* _Testo estratto_:
Può un mockumentary demenziale essere una delle più alte forme di denuncia della società in cui viviamo?
Può una serie tv fatta da ragazzi e di ragazzi portarci nel cuore dei dilemmi e delle contraddizioni del nostro tempo?
Può un prodotto che parla di "banditi della cacca" e "disegnatori di peni" essere un esempio di altissima qualità in campo televisivo?
La risposta è si ed ha un nome preciso:
American Vandal
E' ancora una volta Netflix a lasciare il segno. un segno profondo nella serialità contemporanea.

* _Righe di un dataset_:
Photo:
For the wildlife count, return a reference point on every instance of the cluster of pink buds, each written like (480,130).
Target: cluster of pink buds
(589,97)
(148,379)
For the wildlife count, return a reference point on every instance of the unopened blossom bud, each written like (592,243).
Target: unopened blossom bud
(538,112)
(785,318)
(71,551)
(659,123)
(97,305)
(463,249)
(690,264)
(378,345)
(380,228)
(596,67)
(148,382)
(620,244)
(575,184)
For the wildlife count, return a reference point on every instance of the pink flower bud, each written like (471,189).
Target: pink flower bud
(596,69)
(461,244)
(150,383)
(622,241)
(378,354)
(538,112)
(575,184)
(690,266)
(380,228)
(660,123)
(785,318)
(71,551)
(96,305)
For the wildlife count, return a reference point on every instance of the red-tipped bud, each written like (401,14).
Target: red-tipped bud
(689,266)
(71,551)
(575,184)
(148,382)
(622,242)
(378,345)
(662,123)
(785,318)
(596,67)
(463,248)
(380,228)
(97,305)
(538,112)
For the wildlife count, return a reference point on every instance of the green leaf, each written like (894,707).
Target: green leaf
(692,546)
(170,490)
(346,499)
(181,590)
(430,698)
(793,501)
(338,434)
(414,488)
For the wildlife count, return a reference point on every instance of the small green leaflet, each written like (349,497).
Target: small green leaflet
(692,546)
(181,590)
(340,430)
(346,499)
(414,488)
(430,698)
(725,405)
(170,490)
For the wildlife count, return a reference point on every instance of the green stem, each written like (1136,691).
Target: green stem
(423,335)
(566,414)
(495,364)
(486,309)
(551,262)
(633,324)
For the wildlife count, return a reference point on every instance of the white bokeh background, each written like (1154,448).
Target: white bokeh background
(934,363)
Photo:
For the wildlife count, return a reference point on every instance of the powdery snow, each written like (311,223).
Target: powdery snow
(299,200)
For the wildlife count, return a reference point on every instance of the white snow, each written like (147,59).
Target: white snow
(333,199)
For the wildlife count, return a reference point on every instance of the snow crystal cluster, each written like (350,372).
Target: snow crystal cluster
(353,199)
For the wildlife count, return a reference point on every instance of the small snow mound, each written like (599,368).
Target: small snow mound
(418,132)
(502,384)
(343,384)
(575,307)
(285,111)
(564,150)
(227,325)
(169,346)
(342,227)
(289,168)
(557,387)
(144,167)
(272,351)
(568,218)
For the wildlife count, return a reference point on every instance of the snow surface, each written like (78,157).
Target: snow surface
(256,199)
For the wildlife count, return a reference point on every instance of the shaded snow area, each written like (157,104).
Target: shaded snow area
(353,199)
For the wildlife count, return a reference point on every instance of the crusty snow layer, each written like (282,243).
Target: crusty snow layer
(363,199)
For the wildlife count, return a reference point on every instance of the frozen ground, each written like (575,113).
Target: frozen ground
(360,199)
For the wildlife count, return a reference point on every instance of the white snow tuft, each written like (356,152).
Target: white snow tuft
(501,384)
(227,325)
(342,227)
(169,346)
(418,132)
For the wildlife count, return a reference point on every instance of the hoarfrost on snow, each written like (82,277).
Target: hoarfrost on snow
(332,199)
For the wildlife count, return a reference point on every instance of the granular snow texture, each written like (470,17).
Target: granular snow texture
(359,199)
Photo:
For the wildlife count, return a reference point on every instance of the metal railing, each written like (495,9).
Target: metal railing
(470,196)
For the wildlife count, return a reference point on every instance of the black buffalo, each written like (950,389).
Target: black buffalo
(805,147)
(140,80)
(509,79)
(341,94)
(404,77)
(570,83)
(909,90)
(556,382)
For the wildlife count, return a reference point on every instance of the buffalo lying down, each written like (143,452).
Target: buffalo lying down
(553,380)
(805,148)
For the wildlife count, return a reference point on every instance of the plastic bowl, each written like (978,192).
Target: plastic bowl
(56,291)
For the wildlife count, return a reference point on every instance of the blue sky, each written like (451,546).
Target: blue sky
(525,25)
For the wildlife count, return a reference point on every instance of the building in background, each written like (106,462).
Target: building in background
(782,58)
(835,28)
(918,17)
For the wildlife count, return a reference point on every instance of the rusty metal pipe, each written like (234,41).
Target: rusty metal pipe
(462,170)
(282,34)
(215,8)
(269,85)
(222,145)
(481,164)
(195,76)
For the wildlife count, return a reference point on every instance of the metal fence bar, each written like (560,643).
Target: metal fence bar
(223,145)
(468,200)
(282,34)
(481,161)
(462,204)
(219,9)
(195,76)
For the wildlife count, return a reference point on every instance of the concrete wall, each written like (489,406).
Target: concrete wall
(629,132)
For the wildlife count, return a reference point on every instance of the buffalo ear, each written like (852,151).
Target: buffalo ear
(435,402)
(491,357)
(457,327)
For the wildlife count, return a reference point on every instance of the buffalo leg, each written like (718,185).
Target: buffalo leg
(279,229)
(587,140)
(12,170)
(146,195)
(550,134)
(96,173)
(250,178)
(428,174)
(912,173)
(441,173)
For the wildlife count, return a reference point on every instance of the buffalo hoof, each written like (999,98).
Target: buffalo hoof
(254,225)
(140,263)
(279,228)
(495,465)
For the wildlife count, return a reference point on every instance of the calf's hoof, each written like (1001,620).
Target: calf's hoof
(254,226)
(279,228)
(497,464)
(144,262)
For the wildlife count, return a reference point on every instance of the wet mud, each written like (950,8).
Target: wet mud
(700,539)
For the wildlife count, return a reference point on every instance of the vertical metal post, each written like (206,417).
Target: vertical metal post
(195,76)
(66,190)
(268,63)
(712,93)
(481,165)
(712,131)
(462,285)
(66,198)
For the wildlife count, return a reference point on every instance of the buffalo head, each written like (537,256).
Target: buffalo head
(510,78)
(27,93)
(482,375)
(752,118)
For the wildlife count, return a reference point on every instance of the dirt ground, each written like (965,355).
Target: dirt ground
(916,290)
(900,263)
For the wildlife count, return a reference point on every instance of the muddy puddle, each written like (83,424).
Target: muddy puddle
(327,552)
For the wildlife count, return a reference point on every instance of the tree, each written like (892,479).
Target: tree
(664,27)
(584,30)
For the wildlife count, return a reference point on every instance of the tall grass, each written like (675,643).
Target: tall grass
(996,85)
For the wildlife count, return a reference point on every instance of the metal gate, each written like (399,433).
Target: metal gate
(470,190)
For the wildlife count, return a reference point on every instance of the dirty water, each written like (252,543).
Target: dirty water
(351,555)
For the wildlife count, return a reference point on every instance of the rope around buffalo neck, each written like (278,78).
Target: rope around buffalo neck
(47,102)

* _Compito scritto 1_:
Scrivi parola per parola il pezzo del testo su American Vandal che comincia con "Può un mockumentary" e termina con "nella serialità contemporanea.".
* _Compito scritto 2_:
Restituisci senza cambiare nulla le righe dei dati forniti che partono da quella con "written like (965,355)." e vanno fino all'ultima riga dei dati, comprese entrambe.

* _Risposta scritta 1_:
Può un mockumentary demenziale essere una delle più alte forme di denuncia della società in cui viviamo?
Può una serie tv fatta da ragazzi e di ragazzi portarci nel cuore dei dilemmi e delle contraddizioni del nostro tempo?
Può un prodotto che parla di "banditi della cacca" e "disegnatori di peni" essere un esempio di altissima qualità in campo televisivo?
La risposta è si ed ha un nome preciso:
American Vandal
E' ancora una volta Netflix a lasciare il segno. un segno profondo nella serialità contemporanea.

* _Risposta scritta 2_:
For the wildlife count, return a reference point on every instance of the dirt ground, each written like (965,355).
Target: dirt ground
(916,290)
(900,263)
For the wildlife count, return a reference point on every instance of the muddy puddle, each written like (83,424).
Target: muddy puddle
(327,552)
For the wildlife count, return a reference point on every instance of the tree, each written like (892,479).
Target: tree
(664,27)
(584,30)
For the wildlife count, return a reference point on every instance of the tall grass, each written like (675,643).
Target: tall grass
(996,85)
For the wildlife count, return a reference point on every instance of the metal gate, each written like (399,433).
Target: metal gate
(470,190)
For the wildlife count, return a reference point on every instance of the dirty water, each written like (252,543).
Target: dirty water
(351,555)
For the wildlife count, return a reference point on every instance of the rope around buffalo neck, each written like (278,78).
Target: rope around buffalo neck
(47,102)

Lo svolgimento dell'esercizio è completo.